▼▼▼
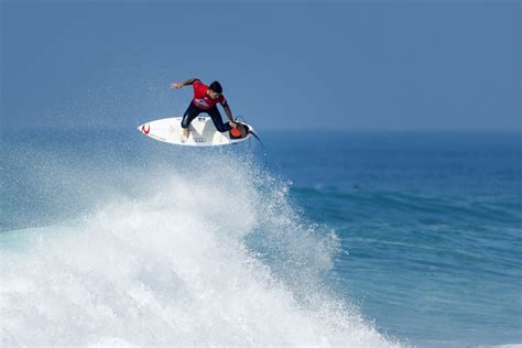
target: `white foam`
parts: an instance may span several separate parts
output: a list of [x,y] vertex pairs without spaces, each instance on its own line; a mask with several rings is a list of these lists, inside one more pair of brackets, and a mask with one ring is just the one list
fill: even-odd
[[395,345],[323,286],[335,232],[305,224],[282,183],[225,160],[202,168],[3,233],[2,346]]

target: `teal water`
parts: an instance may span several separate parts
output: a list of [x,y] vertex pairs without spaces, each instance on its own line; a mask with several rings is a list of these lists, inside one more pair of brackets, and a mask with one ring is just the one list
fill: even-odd
[[[267,165],[255,143],[200,151],[134,130],[2,134],[2,283],[18,284],[3,287],[4,342],[31,344],[19,336],[31,323],[48,344],[522,342],[520,133],[337,132],[320,145],[315,132],[261,137]],[[151,216],[163,222],[150,226]],[[176,228],[180,219],[186,229]],[[140,235],[126,237],[134,229]],[[159,244],[133,243],[144,235]],[[194,244],[224,236],[231,239],[211,252]],[[146,258],[121,261],[126,271],[108,275],[77,257],[97,253]],[[249,262],[254,271],[243,269]],[[39,268],[45,272],[36,275]],[[229,272],[236,268],[241,279]],[[205,270],[204,287],[188,269]],[[135,289],[150,289],[140,306],[128,304],[148,313],[140,320],[121,307]],[[44,305],[58,295],[61,304]],[[254,315],[255,302],[274,317]],[[14,309],[20,303],[28,307]],[[192,312],[168,315],[184,306]],[[107,311],[120,318],[111,335],[93,324]],[[66,315],[85,323],[63,324]],[[56,323],[65,334],[46,336]],[[227,329],[237,340],[221,336]]]

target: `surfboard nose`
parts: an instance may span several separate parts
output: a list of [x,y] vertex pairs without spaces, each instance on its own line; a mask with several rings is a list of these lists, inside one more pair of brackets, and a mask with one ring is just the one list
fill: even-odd
[[138,126],[138,130],[143,134],[149,135],[149,132],[151,131],[151,126],[149,123],[143,123],[141,126]]

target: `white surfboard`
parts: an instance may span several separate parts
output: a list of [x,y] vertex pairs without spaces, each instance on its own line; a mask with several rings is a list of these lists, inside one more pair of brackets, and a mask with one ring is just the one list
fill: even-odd
[[248,132],[246,137],[237,139],[230,132],[218,132],[209,117],[196,117],[188,127],[191,130],[188,138],[185,138],[182,135],[181,123],[182,117],[173,117],[143,123],[138,130],[152,139],[185,146],[229,145],[249,139],[253,131],[250,124],[241,122]]

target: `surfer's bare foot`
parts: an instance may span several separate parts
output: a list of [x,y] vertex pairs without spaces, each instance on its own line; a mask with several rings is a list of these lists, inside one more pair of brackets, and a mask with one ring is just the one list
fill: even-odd
[[188,128],[184,128],[181,133],[182,142],[187,141],[188,134],[191,134],[191,131],[188,130]]

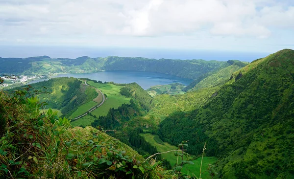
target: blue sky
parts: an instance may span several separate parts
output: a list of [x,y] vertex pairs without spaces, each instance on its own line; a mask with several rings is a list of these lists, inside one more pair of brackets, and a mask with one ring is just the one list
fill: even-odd
[[0,0],[0,45],[272,53],[294,48],[294,2]]

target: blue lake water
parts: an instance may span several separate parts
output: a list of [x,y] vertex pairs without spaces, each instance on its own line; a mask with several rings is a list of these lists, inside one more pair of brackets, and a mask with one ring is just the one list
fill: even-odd
[[[62,77],[73,77],[74,78],[86,78],[102,82],[113,82],[117,83],[130,83],[136,82],[144,90],[157,85],[168,85],[173,83],[180,83],[185,85],[191,83],[193,80],[179,78],[175,76],[166,74],[125,71],[104,71],[92,73],[68,73],[61,74],[52,76],[52,78]],[[38,79],[30,83],[37,83],[45,79]]]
▲▲▲
=== Task to complete ===
Give the lines above as a JSON list of strings, one string per line, leaving out the blank lines and the pictures.

=== Exercise response ===
[
  "target: `white foam`",
  "parts: an instance may span several separate parts",
  "output: a list of [x,y] vertex pairs without spaces, each instance on its own line; a mask with several rings is a list of these lists, inside one more pair of brackets, and a mask with one ring is just the one list",
  "fill: even-odd",
  "[[395,345],[323,286],[335,232],[305,224],[282,183],[225,160],[202,168],[3,233],[2,346]]",
  "target: `teal water`",
  "parts: an instance may span several separate parts",
  "output: a list of [x,y] vertex pairs without spaces, each instance on its own line; a mask with several rings is a list of these lists, inside one more pair of brackets, and a mask with one ring is just the one list",
  "fill: even-odd",
  "[[[267,165],[255,143],[200,151],[134,130],[2,134],[2,283],[18,284],[3,287],[4,342],[31,344],[19,336],[31,323],[48,344],[522,342],[520,133],[337,132],[320,145],[315,132],[261,137]],[[151,216],[163,222],[150,226]],[[176,228],[180,219],[186,229]],[[140,235],[126,237],[134,229]],[[159,244],[133,243],[144,235]],[[194,244],[224,236],[231,239],[211,252]],[[146,258],[121,261],[126,271],[108,275],[77,257],[97,253]],[[249,262],[254,271],[243,269]],[[39,268],[45,272],[36,275]],[[229,272],[236,268],[241,279]],[[205,270],[204,287],[188,269]],[[135,289],[150,289],[140,306],[128,304],[148,313],[140,320],[121,307]],[[44,305],[58,295],[61,304]],[[254,315],[255,302],[274,317]],[[14,309],[20,303],[28,307]],[[192,312],[168,315],[184,306]],[[107,311],[120,318],[111,335],[93,324]],[[66,315],[85,323],[63,324]],[[56,323],[65,334],[46,336]],[[227,329],[237,340],[221,336]]]",
  "target: `surfboard nose`",
  "parts: an instance may span several separate parts",
  "output: a list of [x,y] vertex pairs without spaces, each instance on its own line; a mask with several rings is a list of these lists, inside one more pair of brackets, and a mask with one ring is just the one list",
  "fill: even-odd",
  "[[138,126],[138,130],[143,134],[149,135],[149,132],[151,131],[151,126],[149,123],[143,123],[141,126]]",
  "target: `white surfboard`",
  "parts: an instance may span several separate parts",
  "output: a list of [x,y] vertex pairs without spaces, each instance on its own line; a mask with several rings is a list of these lists, inside one more pair of brackets, and a mask with one ring is just the one list",
  "fill: even-odd",
  "[[248,132],[246,137],[237,139],[230,132],[218,132],[209,117],[196,117],[188,127],[191,130],[188,138],[185,138],[182,135],[181,123],[182,117],[173,117],[143,123],[138,130],[152,139],[185,146],[229,145],[249,139],[253,131],[250,124],[241,122]]",
  "target: `surfer's bare foot`",
  "parts: an instance may span several separate parts",
  "output: a list of [x,y] vertex pairs without spaces, each instance on its own line; a mask with several rings is a list of these lists, inside one more pair of brackets, and a mask with one ring is just the one list",
  "fill: even-odd",
  "[[188,128],[184,128],[181,133],[182,142],[187,141],[188,134],[191,134],[191,131],[188,130]]",
  "target: blue sky",
  "parts: an instance may span several separate parts",
  "output: a list of [x,y] vertex pairs without spaces, each instance on its own line; a mask with several rings is a list of these lists, inside one more pair of brackets, and a mask with one ring is just the one list",
  "fill: even-odd",
  "[[0,0],[0,45],[272,53],[294,48],[294,2]]",
  "target: blue lake water",
  "parts: an instance may span several separate parts",
  "output: a list of [x,y] vertex pairs without spaces, each instance on its own line; a mask with several rings is a list of these lists, inside one more pair of brackets, and a mask with one ring is just the one list",
  "fill: even-odd",
  "[[[62,77],[73,77],[74,78],[86,78],[102,82],[113,82],[117,83],[130,83],[136,82],[144,90],[157,85],[168,85],[173,83],[180,83],[185,85],[191,83],[193,80],[179,78],[175,76],[166,74],[125,71],[104,71],[92,73],[68,73],[61,74],[52,76],[52,78]],[[38,79],[30,83],[37,83],[45,79]]]"
]